# Work instruction 1
Output the passage of the article on The Brother between "2019 Canadian short" and "bonds of brotherhood.", inclusive, word for word.
# Work instruction 2
Carry on the article about the documentary The Brother, picking up right after its last sentence.

# Study text
Start of Block
- French: Le frère
- Directed by: Jérémie Battaglia
- Written by: Jérémie Battaglia
- Produced by: Amélie Lambert Bouchard
- Starring: Johan Fehd Karouani
- Cinematography: Jérémie Battaglia
- Edited by: Andrea Henriquez
- Music by: Anaïs Larocque
- Production companies: Les Films Extérieur Jour and PBS for POV
- Distributed by: Les Films du 3 mars
- Release date: 2020;
- Running time: 28 minutes
- Country: Canada
- Language: French

= The Brother =

2019 Canadian short documentary film

The Brother (Le Frère) is a Canadian short documentary film, directed by Jérémie Battaglia and released in 2020. Blending live action with animation, the film tells a story of familial sacrifice and the bonds of brotherhood.
End of Block
# Given data
Start of Block
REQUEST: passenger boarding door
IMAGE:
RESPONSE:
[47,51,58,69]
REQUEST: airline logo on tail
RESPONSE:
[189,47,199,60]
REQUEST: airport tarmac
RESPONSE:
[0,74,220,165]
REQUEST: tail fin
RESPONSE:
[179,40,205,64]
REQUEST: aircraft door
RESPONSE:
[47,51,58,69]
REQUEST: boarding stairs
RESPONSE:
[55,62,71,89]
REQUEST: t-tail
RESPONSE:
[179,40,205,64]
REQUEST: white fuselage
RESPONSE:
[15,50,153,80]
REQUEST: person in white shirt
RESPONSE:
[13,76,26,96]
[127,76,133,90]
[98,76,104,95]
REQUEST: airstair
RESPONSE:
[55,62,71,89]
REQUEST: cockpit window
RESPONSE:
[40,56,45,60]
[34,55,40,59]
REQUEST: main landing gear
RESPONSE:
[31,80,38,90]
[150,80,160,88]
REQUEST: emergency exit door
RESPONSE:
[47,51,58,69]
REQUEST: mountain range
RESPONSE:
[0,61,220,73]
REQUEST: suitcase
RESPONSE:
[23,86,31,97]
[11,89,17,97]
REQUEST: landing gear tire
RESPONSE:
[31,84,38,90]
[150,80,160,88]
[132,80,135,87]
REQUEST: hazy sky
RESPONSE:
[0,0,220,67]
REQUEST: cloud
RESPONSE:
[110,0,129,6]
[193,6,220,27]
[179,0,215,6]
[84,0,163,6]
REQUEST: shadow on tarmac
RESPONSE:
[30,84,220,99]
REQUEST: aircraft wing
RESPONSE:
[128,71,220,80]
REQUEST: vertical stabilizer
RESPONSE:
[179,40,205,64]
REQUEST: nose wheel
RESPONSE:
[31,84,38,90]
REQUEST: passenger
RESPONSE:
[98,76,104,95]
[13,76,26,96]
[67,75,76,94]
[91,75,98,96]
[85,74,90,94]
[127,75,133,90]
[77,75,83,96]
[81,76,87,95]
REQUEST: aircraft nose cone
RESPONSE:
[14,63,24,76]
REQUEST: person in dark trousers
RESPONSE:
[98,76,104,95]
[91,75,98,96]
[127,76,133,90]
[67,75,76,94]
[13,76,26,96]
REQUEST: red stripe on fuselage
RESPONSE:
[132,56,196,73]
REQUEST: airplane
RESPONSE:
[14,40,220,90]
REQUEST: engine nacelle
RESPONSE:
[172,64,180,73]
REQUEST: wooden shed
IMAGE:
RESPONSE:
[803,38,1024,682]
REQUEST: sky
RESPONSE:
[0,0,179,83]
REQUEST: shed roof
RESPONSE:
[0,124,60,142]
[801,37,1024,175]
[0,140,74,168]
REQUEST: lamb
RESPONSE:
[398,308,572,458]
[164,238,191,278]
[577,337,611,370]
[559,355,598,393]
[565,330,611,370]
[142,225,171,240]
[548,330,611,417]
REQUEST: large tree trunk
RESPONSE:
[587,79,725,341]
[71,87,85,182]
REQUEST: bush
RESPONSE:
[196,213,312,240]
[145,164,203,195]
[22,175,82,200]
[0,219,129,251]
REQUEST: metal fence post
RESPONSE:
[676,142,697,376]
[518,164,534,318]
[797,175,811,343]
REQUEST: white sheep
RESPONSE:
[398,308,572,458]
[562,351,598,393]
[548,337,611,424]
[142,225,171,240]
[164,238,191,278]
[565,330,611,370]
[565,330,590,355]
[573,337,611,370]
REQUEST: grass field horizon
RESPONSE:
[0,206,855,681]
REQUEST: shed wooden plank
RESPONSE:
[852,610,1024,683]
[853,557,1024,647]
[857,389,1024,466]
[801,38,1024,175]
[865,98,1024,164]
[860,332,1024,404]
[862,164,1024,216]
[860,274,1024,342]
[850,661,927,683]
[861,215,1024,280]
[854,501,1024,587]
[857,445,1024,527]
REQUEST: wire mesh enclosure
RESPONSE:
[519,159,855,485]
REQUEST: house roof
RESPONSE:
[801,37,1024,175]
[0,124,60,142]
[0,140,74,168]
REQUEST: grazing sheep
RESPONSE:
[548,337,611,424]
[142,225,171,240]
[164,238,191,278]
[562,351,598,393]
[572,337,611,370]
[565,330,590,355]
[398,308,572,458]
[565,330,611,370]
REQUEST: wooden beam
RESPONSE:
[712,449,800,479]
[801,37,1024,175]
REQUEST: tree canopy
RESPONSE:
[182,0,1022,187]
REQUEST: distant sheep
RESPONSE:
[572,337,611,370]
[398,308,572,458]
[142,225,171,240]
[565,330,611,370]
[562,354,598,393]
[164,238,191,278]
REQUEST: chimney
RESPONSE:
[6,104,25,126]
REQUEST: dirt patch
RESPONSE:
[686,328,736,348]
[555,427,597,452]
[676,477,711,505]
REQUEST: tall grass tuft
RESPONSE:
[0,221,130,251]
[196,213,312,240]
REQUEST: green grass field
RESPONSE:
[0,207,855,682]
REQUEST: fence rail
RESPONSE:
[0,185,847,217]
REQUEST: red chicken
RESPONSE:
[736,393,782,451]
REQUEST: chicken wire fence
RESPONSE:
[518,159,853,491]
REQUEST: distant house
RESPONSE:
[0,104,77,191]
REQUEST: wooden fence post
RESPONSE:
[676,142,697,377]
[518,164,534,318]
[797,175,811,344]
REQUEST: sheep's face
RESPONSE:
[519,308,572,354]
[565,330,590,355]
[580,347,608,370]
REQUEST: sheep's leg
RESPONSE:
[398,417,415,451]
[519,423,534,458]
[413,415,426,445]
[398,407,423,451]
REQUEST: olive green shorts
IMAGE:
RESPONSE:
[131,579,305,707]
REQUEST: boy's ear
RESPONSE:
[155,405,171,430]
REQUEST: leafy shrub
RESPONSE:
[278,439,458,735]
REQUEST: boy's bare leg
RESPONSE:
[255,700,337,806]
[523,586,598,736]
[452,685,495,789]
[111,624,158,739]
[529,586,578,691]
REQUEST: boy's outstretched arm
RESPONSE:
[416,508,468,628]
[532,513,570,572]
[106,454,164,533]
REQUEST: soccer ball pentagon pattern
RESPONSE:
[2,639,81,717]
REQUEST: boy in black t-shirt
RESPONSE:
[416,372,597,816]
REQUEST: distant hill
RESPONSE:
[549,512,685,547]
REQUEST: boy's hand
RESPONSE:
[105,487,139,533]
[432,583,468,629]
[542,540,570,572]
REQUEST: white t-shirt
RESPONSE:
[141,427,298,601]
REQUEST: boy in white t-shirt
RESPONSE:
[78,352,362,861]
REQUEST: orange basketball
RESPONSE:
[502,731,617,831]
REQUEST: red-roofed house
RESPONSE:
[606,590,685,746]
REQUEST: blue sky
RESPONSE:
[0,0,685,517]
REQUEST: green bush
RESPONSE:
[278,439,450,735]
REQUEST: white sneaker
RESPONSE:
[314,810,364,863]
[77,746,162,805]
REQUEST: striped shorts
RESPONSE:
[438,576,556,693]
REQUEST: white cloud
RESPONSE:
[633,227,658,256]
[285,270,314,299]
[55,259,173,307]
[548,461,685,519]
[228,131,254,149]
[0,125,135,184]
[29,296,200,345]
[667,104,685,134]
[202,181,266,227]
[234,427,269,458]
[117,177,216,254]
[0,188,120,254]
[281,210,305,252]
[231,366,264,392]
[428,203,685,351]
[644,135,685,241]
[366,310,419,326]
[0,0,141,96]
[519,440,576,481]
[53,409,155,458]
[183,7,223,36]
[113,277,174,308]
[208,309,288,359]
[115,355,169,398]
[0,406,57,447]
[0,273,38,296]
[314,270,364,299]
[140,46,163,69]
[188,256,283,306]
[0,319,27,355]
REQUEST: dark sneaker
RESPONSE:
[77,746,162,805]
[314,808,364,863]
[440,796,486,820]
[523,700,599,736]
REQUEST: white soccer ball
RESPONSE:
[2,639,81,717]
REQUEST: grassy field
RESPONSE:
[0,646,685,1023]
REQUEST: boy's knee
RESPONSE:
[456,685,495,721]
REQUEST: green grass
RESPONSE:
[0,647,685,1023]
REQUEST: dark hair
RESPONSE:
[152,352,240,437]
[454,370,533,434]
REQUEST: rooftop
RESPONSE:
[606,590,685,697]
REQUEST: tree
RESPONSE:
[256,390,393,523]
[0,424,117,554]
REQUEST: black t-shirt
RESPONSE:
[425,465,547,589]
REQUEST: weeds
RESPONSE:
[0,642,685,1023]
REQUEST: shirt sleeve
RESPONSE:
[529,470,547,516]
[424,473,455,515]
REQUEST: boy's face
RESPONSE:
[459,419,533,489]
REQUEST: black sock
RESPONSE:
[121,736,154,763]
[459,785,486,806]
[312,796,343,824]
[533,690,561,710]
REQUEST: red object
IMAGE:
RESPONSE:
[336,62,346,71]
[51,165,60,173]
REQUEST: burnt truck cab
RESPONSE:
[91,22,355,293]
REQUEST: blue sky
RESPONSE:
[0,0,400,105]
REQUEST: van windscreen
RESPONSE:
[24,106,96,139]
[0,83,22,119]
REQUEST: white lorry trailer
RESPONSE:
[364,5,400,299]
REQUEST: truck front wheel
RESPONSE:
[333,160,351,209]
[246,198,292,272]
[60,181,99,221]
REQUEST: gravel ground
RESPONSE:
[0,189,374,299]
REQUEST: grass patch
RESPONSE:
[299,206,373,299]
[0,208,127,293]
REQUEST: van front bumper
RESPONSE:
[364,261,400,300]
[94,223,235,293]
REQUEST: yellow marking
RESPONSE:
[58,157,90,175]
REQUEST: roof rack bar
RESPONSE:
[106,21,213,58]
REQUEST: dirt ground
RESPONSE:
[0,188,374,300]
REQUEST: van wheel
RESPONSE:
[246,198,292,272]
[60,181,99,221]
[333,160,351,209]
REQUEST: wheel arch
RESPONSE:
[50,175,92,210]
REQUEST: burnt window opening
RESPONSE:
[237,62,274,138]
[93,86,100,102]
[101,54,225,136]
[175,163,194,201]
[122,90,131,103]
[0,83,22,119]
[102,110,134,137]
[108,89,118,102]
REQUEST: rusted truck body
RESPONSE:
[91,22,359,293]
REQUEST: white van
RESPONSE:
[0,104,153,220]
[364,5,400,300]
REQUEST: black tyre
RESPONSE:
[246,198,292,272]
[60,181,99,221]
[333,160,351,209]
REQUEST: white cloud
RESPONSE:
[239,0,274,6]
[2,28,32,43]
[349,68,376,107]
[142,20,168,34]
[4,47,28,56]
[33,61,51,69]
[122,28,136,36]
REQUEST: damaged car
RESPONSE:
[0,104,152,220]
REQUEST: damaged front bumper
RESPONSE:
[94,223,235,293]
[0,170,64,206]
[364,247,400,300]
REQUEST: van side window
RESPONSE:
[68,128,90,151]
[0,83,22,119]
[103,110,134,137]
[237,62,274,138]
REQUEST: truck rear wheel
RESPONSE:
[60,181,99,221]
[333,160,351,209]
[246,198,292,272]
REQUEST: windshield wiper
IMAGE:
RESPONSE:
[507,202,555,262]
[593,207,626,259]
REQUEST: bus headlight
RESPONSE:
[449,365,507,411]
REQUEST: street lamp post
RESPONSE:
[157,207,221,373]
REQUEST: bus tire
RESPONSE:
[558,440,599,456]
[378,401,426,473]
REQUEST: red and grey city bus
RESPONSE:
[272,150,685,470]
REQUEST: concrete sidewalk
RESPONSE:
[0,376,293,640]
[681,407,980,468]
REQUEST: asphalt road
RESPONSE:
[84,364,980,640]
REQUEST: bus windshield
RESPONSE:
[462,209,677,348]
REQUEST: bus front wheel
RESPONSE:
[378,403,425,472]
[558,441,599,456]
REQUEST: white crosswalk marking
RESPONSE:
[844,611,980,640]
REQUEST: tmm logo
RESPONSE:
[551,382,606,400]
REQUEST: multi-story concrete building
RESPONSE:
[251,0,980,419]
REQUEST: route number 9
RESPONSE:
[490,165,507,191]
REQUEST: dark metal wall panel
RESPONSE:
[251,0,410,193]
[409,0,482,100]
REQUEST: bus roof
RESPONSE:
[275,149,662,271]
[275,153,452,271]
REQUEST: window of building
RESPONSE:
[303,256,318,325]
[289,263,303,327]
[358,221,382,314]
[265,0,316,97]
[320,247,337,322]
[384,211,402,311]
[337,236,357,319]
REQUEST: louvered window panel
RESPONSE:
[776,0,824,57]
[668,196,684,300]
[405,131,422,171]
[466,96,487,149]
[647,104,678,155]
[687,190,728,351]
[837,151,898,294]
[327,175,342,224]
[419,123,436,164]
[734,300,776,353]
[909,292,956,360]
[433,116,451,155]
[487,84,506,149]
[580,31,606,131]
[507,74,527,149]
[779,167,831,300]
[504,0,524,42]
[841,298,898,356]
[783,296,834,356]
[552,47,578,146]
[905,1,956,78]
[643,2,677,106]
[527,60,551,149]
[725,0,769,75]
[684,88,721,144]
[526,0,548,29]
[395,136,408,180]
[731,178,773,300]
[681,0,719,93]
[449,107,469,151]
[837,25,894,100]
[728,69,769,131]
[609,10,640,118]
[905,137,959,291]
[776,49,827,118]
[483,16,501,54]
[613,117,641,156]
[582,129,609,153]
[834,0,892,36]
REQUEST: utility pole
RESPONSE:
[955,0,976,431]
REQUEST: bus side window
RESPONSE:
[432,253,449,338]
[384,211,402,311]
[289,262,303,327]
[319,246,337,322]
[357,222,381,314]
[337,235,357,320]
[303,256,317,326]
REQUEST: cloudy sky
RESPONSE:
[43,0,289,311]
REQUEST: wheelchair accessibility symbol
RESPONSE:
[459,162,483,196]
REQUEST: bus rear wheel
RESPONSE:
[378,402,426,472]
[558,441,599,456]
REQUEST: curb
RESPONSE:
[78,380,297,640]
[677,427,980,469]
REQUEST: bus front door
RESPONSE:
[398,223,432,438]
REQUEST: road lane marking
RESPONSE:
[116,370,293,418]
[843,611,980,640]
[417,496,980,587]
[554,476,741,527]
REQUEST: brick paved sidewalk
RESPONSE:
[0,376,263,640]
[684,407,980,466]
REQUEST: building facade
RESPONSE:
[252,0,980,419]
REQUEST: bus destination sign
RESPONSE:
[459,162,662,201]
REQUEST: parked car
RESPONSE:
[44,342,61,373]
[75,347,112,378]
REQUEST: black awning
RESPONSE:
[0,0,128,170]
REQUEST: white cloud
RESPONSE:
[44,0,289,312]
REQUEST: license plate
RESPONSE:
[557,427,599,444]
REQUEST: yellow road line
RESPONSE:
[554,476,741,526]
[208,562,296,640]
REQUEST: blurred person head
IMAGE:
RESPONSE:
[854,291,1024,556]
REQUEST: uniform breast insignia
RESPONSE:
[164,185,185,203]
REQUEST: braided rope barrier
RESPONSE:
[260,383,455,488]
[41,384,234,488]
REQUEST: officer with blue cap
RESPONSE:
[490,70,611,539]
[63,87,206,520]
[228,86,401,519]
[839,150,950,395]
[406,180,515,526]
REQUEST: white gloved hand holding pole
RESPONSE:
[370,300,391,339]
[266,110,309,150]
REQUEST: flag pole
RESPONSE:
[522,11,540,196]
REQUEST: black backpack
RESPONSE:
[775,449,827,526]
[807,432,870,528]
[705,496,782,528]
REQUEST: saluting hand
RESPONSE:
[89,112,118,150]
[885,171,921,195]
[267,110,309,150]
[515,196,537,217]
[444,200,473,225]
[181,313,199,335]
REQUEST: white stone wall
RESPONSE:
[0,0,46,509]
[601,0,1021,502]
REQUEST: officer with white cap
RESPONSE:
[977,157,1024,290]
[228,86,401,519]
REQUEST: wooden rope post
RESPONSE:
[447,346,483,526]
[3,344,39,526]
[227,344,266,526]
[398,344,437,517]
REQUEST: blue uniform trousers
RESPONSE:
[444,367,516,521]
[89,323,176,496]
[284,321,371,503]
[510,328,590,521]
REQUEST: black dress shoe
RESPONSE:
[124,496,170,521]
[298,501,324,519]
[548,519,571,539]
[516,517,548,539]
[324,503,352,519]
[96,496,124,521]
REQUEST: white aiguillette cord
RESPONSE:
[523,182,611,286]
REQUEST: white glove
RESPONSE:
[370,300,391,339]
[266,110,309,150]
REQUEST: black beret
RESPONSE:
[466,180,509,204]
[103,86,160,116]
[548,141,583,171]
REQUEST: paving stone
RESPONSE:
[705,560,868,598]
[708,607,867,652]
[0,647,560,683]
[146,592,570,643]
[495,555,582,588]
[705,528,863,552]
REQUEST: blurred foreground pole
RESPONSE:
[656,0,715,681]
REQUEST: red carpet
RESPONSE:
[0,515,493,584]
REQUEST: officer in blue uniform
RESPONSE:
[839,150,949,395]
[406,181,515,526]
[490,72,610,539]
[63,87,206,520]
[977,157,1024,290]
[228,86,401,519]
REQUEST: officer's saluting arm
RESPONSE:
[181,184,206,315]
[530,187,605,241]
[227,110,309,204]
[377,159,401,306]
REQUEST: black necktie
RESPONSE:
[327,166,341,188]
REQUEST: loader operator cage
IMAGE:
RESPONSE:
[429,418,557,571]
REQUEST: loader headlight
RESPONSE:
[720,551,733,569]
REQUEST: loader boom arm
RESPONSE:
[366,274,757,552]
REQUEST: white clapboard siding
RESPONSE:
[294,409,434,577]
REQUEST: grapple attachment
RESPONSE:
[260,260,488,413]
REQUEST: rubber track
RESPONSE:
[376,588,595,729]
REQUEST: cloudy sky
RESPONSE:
End of Block
# Output 1
2019 Canadian short documentary film

The Brother (Le Frère) is a Canadian short documentary film, directed by Jérémie Battaglia and released in 2020. Blending live action with animation, the film tells a story of familial sacrifice and the bonds of brotherhood.

# Output 2
== Synopsis ==
Living with muscular dystrophy, a genetic disease that is causing him to lose the use of his body, Kaïs is awoken every morning by a different member of his family. While his body is paralyzed, at night he dreams that he is the hero of his favorite manga, along with his brothers, Fehd the bodybuilder and Zaid the ninja.

== Awards ==

The film won the first ever Prix Iris for Best Short Documentary at the 23rd Quebec Cinema Awards in 2021, and was a Canadian Screen Award nominee for Best Short Documentary at the 10th Canadian Screen Awards in 2022.